Written request A:
From the biography of George C. Christie, list every degree, diploma or doctorate he received, each with its year and the institution that awarded it.
Written request B:
Retype part of the biography of George C. Christie word for word: begin at the words "George C. Christie" and stop after "from Harvard University.".
>> Begin Supplied passage
George C. Christie (born March 3, 1934) is the James B. Duke Emeritus Professor of Law at Duke University School of Law in Durham, North Carolina, where he taught jurisprudence and tort law before retiring from teaching in 2013.

Early life and education 
Christie was born in New York City in 1934. His father, himself a lawyer, emigrated from Greece to the United States in 1920. He was awarded his A.B. in 1955 and his J.D. in 1957, both from Columbia University. While at Columbia he was editor-in-chief of the Columbia Law Review. In 1962 he was granted a Diploma in International Law from Cambridge University. Later, in 1966 he received S.J.D. from Harvard University.

Career 
Christie was admitted to the bar in New York in 1957 and in the District of Columbia in 1958. He spent two years in private practice in Washington D.C. and from 1960-1961 he was a Ford Fellow at Harvard Law School. From 1961-1962 he was a Fulbright Scholar at Cambridge University. Following his time at Cambridge he became a member of the faculty at University of Minnesota Law School. In 1966 he left the University of Minnesota and returned to Washington D.C. where he served as the Assistant General Counsel for the Near East and South Asia of the Agency for International Development.

He has been on the faculty of Duke University School of Law since 1967.

He received an Honorary Doctorate from the University of Athens in 2007.

Christie influenced the Duke University academic governance through the so-called Christie Rule, recommended by a committee he was chairing in 1972. The rule aims to guarantee that the voice of the faculty be heard prior to the Board of Trustees reaching significant decisions.
>> End Supplied passage
>> Begin Given entries
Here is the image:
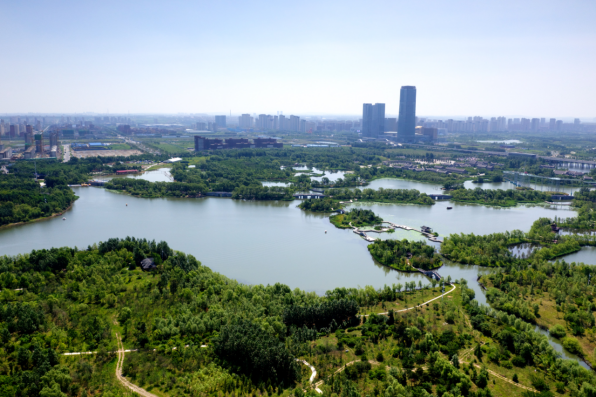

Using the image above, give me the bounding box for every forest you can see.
[325,188,435,205]
[449,187,551,207]
[480,261,596,365]
[329,208,383,229]
[0,237,596,397]
[0,173,77,226]
[441,218,596,267]
[368,239,443,271]
[298,197,340,212]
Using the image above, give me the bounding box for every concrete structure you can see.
[215,116,226,128]
[509,152,536,159]
[0,147,12,159]
[362,103,385,138]
[238,114,253,130]
[385,117,397,132]
[397,85,416,142]
[416,127,439,141]
[195,135,283,152]
[23,146,35,160]
[35,134,44,157]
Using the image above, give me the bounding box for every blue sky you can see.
[0,0,596,119]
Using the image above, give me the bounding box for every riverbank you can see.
[0,196,79,230]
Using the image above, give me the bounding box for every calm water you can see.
[0,181,594,364]
[0,187,574,293]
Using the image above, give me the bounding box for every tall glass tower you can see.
[362,103,385,138]
[397,85,416,142]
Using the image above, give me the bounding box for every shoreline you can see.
[0,196,79,230]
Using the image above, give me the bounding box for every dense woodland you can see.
[368,239,442,271]
[449,187,551,207]
[441,218,596,267]
[0,238,596,397]
[329,208,383,229]
[325,188,435,205]
[481,261,596,364]
[0,174,76,226]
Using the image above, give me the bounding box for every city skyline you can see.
[0,1,596,118]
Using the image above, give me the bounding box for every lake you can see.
[0,178,594,366]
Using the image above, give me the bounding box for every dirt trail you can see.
[116,333,157,397]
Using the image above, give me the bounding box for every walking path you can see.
[116,333,157,397]
[364,284,457,317]
[62,284,538,397]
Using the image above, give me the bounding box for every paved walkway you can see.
[116,333,157,397]
[364,284,457,317]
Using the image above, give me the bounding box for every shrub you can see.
[548,324,567,339]
[563,336,584,356]
[511,356,526,367]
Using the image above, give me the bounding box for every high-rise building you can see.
[397,85,416,142]
[256,114,269,131]
[385,117,398,132]
[300,119,306,133]
[362,103,385,138]
[548,119,557,131]
[215,116,226,128]
[286,115,300,132]
[361,103,372,136]
[277,114,288,131]
[50,131,59,147]
[8,124,19,138]
[238,114,253,130]
[35,134,44,156]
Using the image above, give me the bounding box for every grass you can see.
[360,287,455,314]
[481,277,596,365]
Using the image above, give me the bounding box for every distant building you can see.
[397,85,416,142]
[416,127,439,141]
[238,114,253,130]
[362,103,385,138]
[35,134,44,156]
[385,117,397,132]
[195,135,283,152]
[215,116,226,128]
[116,124,131,135]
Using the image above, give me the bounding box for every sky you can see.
[0,0,596,117]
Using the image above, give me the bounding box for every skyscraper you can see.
>> End Given entries
Exercise result A:
A.B., 1955, Columbia University
J.D., 1957, Columbia University
Diploma in International Law, 1962, Cambridge University
S.J.D., 1966, Harvard University
Honorary Doctorate, 2007, University of Athens

Exercise result B:
George C. Christie (born March 3, 1934) is the James B. Duke Emeritus Professor of Law at Duke University School of Law in Durham, North Carolina, where he taught jurisprudence and tort law before retiring from teaching in 2013.

Early life and education 
Christie was born in New York City in 1934. His father, himself a lawyer, emigrated from Greece to the United States in 1920. He was awarded his A.B. in 1955 and his J.D. in 1957, both from Columbia University. While at Columbia he was editor-in-chief of the Columbia Law Review. In 1962 he was granted a Diploma in International Law from Cambridge University. Later, in 1966 he received S.J.D. from Harvard University.